*Text provided:*
## BEGIN

Demaryius Thomas confident he can produce at a high level: "I still can go"

FOXBORO – Demaryius Thomas and Tom Brady seem to have become fast friends, at least judging by the amount of time they were seen on the sidelines last week talking and laughing during the team’s preseason game with the Panthers.

To hear Thomas talk on Sunday, you can appreciate why Brady might be a fan.

Speaking for the first time since joining the Patriots as a free agent in April, Thomas stressed again and again that Job No. 1 is being someone Brady can trust.  

“Being dependable and consistent,” said Thomas when asked what he needed to provide the quarterback. “Those two things are the biggest things you can do for a quarterback. Being consistent and dependable.”

Which is precisely what Brady is looking for as a revamped fleet of receivers and tight ends keep trying to get up to speed with the Patriots before the opener September 8.

Thomas, who’s coming back from an Achilles tear suffered at the end of 2018, sounded very confident in his ability to play at the same level he always has.

“I still can go,” said Thomas, who took part in his first full practice last Tuesday. “I still can go. Like I said, knock a little rust off and just keep hitting the days.”

So the explosion is there?

“I can feel it,” he said. “I can feel it certain days and certain days I can’t. It’s a thing that I feel when I play and I still got it. I touched it here and there but some days some stuff it bothers (me).

“I don’t think it’s a crazy challenge (to get back to a high level),” he said. “I think it’s a challenge to me to keep going out and doing what I’ve done my whole career. It’s a tougher challenge because here they expect more and it’s a little different than where I’ve been but I’ll be all right.”

The 31-year-old Thomas said he still “getting the hang of” the Patriots offense but said his time with the Houston Texans and former Patriots offensive coordinator Bill O’Brien last season helped him get a grasp on some of the concepts New England uses.

There’s still a couple of things I have to pick up but so far so good,” he said. “I’m just trying to fit in where I can and ask as many questions as I can.”

Thomas said he consults everyone – from Julian Edelman to the running backs to defensive players – for assistance on the little things that will help him be ready to contribute.

The essence of his job, he said, is “being in the right spot and catching the ball.”

“I still got some work to do but it’s getting better and better, I’m learning a lot,” he said. “Everything (Brady) tells me I’m taking in and same with Coach McDaniels. Everything they tell me I try to take the field.”

The Patriots wide receiver depth chart is a little murky. Edelman is at the top of it but rookie N’Keal Harry has been down for nearly two weeks. Undrafted rookie Jakobi Meyers has had an outstanding camp and preseason but still has a ways to go before he’s got full command. Phillip Dorsett is dependable but is more a complementary piece. And Josh Gordon just took part in his first full practice Sunday.

Thomas appreciates what Brady needs and also the work the quarterback puts in.  Asked what surprised him about Brady, Thomas said, “Just being able to be around him and learn the game. Sit beside him and see him go through the things he does before practice and see him be able to do it at the age he is. He’s still got zip on the ball and still the best in the game at what he does.”

As for being in New England, Thomas said, “It’s different. The way they go about it, I see why they win so much. Everybody do their job. Nobody try to do too much.”

If Thomas can do the two things he mentioned – be in the right spot and catch the ball – that will be plenty for Brady.

## END

*What is asked:*
[1] What injury is Thomas coming back from, according to the Demaryius Thomas article?
[2] Reproduce the passage of the Demaryius Thomas article from "Speaking for the" up to and including "opener September 8.", word for word.
Base your answers solely on the Demaryius Thomas article.

*Provided material:*
## BEGIN

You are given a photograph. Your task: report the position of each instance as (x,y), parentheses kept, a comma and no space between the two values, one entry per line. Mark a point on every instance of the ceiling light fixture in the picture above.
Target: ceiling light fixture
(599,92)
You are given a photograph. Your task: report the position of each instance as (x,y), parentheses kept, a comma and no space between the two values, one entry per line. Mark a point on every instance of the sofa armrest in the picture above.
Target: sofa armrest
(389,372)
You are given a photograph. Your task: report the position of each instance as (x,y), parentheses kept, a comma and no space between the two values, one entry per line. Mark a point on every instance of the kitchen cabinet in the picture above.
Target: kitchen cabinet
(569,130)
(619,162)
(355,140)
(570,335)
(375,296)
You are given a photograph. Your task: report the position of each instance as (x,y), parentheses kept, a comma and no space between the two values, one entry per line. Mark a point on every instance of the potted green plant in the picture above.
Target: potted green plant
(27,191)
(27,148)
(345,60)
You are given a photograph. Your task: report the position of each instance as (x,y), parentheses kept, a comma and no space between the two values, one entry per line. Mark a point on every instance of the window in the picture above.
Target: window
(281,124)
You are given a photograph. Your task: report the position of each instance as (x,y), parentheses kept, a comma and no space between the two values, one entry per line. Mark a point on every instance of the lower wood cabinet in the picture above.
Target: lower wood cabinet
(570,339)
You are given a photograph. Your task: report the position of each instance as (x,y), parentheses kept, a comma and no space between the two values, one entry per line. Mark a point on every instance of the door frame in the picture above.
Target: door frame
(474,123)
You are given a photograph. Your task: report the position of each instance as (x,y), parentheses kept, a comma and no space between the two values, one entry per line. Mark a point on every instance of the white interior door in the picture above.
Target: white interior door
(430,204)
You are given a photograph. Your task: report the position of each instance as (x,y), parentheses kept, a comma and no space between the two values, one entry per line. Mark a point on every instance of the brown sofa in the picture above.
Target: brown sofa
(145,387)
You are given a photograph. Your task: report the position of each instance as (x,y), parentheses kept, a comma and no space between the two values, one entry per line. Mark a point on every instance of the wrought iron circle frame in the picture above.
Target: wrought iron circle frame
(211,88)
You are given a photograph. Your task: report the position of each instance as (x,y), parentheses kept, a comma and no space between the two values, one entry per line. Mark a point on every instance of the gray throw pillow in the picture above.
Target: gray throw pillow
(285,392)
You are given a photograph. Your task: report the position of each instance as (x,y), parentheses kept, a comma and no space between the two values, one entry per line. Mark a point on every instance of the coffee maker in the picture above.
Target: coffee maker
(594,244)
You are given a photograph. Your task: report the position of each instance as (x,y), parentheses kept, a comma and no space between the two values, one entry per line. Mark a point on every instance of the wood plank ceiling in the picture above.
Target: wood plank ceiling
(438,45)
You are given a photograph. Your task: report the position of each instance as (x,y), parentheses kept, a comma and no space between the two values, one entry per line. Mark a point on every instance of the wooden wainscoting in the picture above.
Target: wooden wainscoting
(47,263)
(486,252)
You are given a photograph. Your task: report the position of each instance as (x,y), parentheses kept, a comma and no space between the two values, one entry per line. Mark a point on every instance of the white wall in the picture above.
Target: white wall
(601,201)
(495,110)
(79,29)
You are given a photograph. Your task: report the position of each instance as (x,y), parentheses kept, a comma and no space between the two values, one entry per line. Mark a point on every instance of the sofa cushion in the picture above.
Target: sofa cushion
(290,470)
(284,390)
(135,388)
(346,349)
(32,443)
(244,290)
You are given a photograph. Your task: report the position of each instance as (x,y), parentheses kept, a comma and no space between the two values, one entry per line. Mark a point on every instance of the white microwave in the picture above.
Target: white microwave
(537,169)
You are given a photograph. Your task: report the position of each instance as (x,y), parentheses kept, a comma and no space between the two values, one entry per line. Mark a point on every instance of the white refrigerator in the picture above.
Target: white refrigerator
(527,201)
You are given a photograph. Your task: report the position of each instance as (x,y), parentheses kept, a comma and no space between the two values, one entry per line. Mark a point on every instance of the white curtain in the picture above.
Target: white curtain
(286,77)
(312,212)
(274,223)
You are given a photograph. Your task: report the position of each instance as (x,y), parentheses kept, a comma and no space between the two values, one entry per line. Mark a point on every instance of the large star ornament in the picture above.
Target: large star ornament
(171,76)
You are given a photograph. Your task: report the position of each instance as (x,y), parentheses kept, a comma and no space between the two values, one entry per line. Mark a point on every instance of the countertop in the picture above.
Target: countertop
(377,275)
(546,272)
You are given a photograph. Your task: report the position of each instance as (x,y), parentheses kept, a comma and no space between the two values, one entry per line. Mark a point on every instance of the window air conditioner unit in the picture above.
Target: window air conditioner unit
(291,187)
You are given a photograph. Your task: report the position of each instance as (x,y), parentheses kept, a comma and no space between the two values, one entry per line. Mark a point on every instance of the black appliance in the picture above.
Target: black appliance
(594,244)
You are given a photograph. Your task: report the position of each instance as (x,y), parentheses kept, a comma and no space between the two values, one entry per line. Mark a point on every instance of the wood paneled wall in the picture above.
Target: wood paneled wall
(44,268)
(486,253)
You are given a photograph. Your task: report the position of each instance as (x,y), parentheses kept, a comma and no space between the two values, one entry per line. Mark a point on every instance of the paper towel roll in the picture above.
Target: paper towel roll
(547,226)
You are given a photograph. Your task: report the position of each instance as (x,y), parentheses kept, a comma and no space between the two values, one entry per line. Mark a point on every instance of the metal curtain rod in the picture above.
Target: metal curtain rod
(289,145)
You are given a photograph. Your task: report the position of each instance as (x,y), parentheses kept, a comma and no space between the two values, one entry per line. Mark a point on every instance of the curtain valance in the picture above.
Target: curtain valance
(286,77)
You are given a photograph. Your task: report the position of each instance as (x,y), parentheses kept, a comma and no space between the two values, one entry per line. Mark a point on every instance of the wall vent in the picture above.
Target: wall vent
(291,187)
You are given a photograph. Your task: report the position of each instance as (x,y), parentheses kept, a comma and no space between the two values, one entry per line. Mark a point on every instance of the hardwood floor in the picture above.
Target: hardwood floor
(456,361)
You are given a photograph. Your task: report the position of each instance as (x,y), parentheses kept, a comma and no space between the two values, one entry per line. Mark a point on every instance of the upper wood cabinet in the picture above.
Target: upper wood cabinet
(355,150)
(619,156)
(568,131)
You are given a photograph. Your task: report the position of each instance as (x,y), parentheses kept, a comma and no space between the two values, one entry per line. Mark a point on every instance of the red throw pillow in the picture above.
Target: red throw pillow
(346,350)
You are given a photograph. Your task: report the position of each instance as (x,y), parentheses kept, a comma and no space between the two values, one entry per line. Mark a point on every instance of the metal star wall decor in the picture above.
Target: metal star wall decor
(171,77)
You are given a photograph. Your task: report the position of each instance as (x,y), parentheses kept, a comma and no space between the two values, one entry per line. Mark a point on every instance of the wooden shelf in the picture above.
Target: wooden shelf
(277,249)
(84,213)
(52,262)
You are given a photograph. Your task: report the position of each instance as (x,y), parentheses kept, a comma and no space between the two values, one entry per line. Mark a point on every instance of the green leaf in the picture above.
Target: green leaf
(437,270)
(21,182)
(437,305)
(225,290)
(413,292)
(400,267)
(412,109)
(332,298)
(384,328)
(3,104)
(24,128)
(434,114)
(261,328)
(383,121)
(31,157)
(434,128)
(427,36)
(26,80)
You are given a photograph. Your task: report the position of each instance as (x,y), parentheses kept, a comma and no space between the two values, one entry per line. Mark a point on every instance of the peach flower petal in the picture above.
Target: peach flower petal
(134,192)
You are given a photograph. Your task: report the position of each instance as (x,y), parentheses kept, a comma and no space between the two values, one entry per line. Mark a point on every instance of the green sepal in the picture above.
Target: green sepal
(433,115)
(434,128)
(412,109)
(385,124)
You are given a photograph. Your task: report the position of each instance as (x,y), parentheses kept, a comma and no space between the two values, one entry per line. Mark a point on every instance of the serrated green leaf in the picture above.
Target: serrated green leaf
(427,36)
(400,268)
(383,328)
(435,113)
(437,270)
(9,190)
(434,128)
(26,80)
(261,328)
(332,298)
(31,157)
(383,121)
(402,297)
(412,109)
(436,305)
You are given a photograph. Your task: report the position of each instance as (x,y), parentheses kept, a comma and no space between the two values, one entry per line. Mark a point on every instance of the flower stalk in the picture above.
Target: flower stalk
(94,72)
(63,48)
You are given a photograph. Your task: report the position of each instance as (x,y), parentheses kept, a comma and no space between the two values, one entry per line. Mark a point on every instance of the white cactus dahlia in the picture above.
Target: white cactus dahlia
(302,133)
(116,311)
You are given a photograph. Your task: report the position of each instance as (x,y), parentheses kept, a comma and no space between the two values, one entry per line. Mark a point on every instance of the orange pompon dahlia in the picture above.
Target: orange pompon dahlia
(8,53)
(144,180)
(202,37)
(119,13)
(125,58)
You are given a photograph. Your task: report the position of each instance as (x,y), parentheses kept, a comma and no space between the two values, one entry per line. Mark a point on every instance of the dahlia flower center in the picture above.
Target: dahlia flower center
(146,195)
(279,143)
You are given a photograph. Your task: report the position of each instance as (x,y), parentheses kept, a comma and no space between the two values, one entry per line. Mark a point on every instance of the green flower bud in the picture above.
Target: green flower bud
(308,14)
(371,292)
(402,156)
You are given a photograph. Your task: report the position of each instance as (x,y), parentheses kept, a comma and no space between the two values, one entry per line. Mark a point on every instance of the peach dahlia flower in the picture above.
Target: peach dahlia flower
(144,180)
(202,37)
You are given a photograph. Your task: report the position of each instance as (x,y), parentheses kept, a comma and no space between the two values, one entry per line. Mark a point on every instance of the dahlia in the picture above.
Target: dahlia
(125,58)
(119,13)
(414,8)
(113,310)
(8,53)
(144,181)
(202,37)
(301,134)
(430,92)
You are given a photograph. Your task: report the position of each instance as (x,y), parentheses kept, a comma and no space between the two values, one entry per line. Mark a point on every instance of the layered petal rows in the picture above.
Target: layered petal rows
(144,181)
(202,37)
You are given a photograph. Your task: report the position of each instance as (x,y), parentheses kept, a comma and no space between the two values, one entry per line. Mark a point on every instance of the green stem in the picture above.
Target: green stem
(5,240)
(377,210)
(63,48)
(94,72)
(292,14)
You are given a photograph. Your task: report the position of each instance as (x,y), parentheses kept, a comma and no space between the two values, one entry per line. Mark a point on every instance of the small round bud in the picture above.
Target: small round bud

## END

*Exercise answers:*
[1] An Achilles tear suffered at the end of 2018.

[2]
Speaking for the first time since joining the Patriots as a free agent in April, Thomas stressed again and again that Job No. 1 is being someone Brady can trust.  

“Being dependable and consistent,” said Thomas when asked what he needed to provide the quarterback. “Those two things are the biggest things you can do for a quarterback. Being consistent and dependable.”

Which is precisely what Brady is looking for as a revamped fleet of receivers and tight ends keep trying to get up to speed with the Patriots before the opener September 8.